• _PROMPT_
Convert the rows from the line containing "Query: white dervish costume" through the end of the rows, both included, into a JSON list of strings with one string per line, leaving out blank lines.

• _RECORDS PROVIDED_
— begin —
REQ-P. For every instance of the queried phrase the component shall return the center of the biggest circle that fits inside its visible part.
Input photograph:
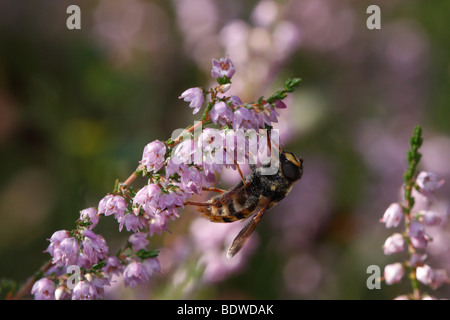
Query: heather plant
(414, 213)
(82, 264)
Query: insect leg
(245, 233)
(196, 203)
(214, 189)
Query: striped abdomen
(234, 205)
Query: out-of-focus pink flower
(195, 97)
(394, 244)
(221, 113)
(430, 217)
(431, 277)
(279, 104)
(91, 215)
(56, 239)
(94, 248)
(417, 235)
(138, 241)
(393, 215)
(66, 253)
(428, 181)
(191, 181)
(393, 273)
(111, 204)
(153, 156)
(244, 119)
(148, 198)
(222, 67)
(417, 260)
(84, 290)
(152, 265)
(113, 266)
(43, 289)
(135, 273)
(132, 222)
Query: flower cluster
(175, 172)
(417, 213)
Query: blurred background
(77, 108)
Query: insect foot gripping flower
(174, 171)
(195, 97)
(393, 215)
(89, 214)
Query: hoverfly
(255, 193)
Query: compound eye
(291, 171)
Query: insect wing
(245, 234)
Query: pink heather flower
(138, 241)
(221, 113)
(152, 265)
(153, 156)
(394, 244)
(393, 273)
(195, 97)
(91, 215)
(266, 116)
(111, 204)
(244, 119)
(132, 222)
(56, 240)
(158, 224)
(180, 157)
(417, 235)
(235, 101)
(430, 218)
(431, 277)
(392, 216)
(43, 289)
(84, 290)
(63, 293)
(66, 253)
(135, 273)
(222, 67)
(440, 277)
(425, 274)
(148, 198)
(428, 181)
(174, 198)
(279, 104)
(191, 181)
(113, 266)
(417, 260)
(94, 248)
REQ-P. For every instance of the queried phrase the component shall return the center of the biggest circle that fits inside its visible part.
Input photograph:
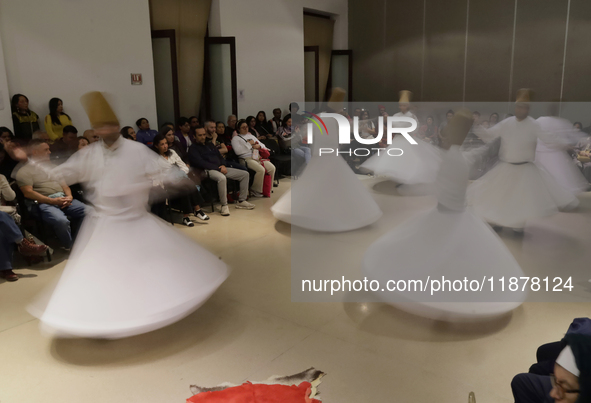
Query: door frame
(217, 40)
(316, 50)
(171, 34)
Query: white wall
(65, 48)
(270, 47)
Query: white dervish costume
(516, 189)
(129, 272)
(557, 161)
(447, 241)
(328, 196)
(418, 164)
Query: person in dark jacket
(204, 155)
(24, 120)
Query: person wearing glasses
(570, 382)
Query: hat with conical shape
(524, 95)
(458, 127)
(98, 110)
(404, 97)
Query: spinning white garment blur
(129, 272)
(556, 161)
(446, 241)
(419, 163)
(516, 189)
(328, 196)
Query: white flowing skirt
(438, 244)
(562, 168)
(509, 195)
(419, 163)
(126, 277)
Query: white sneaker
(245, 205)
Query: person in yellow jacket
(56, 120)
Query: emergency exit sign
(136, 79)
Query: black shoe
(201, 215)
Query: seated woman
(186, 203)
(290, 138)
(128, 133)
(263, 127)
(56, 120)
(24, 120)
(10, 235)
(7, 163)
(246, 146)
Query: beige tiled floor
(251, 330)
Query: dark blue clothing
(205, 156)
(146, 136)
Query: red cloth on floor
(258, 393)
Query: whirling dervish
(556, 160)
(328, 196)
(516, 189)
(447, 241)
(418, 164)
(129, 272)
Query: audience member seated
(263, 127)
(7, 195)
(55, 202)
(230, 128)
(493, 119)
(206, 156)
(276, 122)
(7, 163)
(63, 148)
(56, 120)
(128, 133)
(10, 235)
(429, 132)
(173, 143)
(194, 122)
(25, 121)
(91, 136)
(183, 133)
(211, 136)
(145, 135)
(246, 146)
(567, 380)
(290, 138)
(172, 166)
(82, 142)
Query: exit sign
— end —
• _WRITTEN SOLUTION_
[
  "Query: white dervish costume",
  "(516, 189)",
  "(129, 272)",
  "(557, 161)",
  "(447, 241)",
  "(328, 196)",
  "(418, 164)",
  "Query: person in dark jacket",
  "(204, 155)",
  "(24, 120)",
  "Query: person wearing glasses",
  "(570, 382)",
  "Query: hat with conical shape",
  "(524, 95)",
  "(458, 127)",
  "(98, 110)",
  "(404, 97)",
  "Query: spinning white garment blur",
  "(129, 272)",
  "(556, 161)",
  "(446, 241)",
  "(419, 163)",
  "(516, 189)",
  "(328, 196)",
  "Query: white flowing skirt",
  "(438, 244)",
  "(562, 168)",
  "(509, 195)",
  "(419, 163)",
  "(126, 277)",
  "Query: white sneaker",
  "(245, 205)",
  "Query: person in yellow jacket",
  "(56, 120)",
  "Query: emergency exit sign",
  "(136, 79)",
  "Query: black shoe",
  "(201, 215)",
  "Query: seated woman",
  "(186, 203)",
  "(290, 138)",
  "(128, 133)",
  "(263, 127)",
  "(56, 120)",
  "(24, 120)",
  "(10, 235)",
  "(7, 163)",
  "(246, 146)",
  "Query: beige tiled floor",
  "(251, 330)",
  "Query: dark blue clothing",
  "(205, 156)",
  "(146, 136)",
  "Query: red cloth on floor",
  "(258, 393)",
  "Query: whirling dervish",
  "(556, 160)",
  "(328, 196)",
  "(516, 189)",
  "(447, 241)",
  "(418, 164)",
  "(129, 272)",
  "Query: audience member seated",
  "(263, 127)",
  "(7, 195)",
  "(55, 202)",
  "(230, 128)",
  "(493, 119)",
  "(206, 156)",
  "(276, 122)",
  "(7, 163)",
  "(63, 148)",
  "(56, 120)",
  "(128, 133)",
  "(10, 235)",
  "(429, 132)",
  "(173, 143)",
  "(194, 122)",
  "(25, 121)",
  "(91, 136)",
  "(183, 133)",
  "(211, 136)",
  "(145, 135)",
  "(246, 146)",
  "(567, 380)",
  "(290, 138)",
  "(172, 166)",
  "(82, 142)",
  "Query: exit sign"
]